→ What you have to do:
Rewrite the entries below as one numbered list, leaving out any blank lines and including every entry.

————

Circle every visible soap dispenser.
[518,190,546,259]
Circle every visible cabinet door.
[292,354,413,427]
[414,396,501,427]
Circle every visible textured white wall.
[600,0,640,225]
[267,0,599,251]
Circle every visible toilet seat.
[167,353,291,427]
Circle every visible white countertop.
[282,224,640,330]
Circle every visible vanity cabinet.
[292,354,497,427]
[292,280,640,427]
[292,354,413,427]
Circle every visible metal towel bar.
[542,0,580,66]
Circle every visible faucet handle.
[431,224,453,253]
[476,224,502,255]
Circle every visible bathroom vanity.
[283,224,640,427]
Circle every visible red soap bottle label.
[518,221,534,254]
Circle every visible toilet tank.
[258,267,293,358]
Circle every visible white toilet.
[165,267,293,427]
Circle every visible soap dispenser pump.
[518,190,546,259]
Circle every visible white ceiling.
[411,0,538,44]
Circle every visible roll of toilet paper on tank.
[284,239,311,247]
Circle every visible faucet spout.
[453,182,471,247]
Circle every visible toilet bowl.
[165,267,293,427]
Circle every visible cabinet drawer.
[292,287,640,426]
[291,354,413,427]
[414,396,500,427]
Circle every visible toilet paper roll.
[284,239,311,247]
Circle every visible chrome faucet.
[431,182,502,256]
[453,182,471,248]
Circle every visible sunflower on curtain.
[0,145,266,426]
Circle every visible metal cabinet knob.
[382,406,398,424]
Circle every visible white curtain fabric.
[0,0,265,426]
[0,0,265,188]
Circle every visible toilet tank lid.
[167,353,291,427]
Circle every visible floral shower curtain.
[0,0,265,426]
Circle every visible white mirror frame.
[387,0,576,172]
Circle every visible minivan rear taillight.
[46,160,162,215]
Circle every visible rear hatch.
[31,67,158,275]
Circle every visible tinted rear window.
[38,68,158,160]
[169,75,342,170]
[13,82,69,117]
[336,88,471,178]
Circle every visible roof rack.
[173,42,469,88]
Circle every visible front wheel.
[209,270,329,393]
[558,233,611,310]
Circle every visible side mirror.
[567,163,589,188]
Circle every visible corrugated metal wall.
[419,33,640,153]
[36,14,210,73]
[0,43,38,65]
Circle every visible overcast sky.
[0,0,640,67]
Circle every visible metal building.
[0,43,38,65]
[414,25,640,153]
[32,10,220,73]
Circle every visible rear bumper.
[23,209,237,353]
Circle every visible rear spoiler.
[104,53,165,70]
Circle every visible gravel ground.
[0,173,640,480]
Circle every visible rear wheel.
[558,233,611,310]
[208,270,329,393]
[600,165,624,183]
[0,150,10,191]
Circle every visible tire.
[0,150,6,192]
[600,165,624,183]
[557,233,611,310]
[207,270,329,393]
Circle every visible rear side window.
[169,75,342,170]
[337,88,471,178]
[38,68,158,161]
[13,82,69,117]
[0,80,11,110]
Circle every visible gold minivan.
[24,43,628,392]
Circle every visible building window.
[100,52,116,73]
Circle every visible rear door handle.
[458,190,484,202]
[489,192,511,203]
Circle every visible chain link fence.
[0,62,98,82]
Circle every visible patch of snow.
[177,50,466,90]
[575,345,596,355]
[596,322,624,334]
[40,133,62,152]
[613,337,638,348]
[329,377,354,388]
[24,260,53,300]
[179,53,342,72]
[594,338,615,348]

————

→ Solved exercise:
1. Circle every visible soap dispenser.
2. [518,190,546,259]
3. Circle every visible cabinet door.
4. [292,354,413,427]
5. [414,396,501,427]
6. Circle every visible textured white wall.
7. [600,0,640,225]
8. [267,0,599,251]
9. Circle every visible toilet seat.
10. [167,353,291,427]
11. Circle every visible white countertop.
12. [282,224,640,330]
13. Circle every visible vanity cabinet.
14. [292,354,497,427]
15. [292,280,640,427]
16. [292,354,413,427]
17. Circle every visible metal towel bar.
18. [542,0,580,66]
19. Circle every visible faucet handle.
20. [431,224,453,253]
21. [476,224,502,255]
22. Circle every visible bathroom vanity.
23. [283,224,640,427]
24. Circle every visible red soap bottle label.
25. [518,221,534,254]
26. Circle every visible toilet tank.
27. [258,267,293,358]
28. Circle every visible white toilet.
29. [165,267,293,427]
30. Circle every visible soap dispenser pump.
31. [518,190,546,259]
32. Circle every visible white ceiling.
33. [411,0,538,44]
34. Circle every visible roll of toilet paper on tank.
35. [284,239,311,247]
36. Circle every visible faucet spout.
37. [453,182,471,247]
38. Circle every visible toilet bowl.
39. [165,267,293,427]
40. Circle every visible cabinet drawer.
41. [292,287,640,426]
42. [291,354,413,427]
43. [414,396,500,427]
44. Circle every visible toilet paper roll.
45. [284,239,311,247]
46. Circle every visible chrome faucet.
47. [431,182,502,256]
48. [453,182,471,248]
49. Circle every visible sunflower on curtain.
50. [0,145,266,426]
51. Circle every visible metal cabinet knob.
52. [382,406,398,424]
53. Circle every visible white curtain fabric.
54. [0,0,265,426]
55. [0,0,265,188]
56. Circle every visible toilet tank lid.
57. [167,353,291,427]
58. Circle every visible floral shower curtain.
59. [0,0,265,426]
60. Circle every visible white mirror frame.
61. [387,0,576,172]
62. Circle every visible minivan rear taillight.
63. [46,160,162,215]
64. Circle every visible rear hatch.
65. [31,67,158,275]
66. Circle every visible tinted rear window.
67. [38,68,158,160]
68. [169,75,342,170]
69. [13,82,69,117]
70. [336,88,471,178]
71. Circle every visible roof rack.
72. [173,42,469,88]
73. Circle every visible front wheel.
74. [209,270,329,393]
75. [558,233,611,310]
76. Circle every visible side mirror.
77. [567,163,589,188]
78. Circle every visible corrugated metal wall.
79. [419,33,640,153]
80. [36,14,210,73]
81. [0,43,38,65]
82. Circle every visible overcast sky.
83. [0,0,640,67]
84. Circle every visible metal building.
85. [0,43,38,65]
86. [414,25,640,153]
87. [32,10,220,73]
88. Circle every visible rear bumper.
89. [23,209,237,353]
90. Circle every visible rear spoiler.
91. [104,53,165,70]
92. Circle every visible gravel ground.
93. [0,173,640,480]
94. Circle every visible rear wheel.
95. [558,233,611,310]
96. [208,270,329,393]
97. [600,165,624,183]
98. [0,150,10,191]
99. Circle every visible tire.
100. [0,150,6,192]
101. [600,165,624,183]
102. [557,233,611,310]
103. [207,270,329,393]
104. Circle every visible rear side window.
105. [169,75,342,170]
106. [337,88,471,178]
107. [38,68,158,161]
108. [13,82,69,117]
109. [0,80,11,110]
110. Circle every visible gold minivan.
111. [24,43,628,392]
112. Circle every visible building window.
113. [100,52,116,73]
114. Circle every visible rear door handle.
115. [458,190,484,202]
116. [489,192,511,203]
117. Circle every visible chain link fence.
118. [0,62,98,82]
119. Circle every visible patch of snow.
120. [177,50,466,90]
121. [575,345,596,355]
122. [596,322,624,334]
123. [40,133,62,152]
124. [613,337,638,348]
125. [329,377,354,388]
126. [24,260,53,300]
127. [179,53,342,72]
128. [594,338,615,348]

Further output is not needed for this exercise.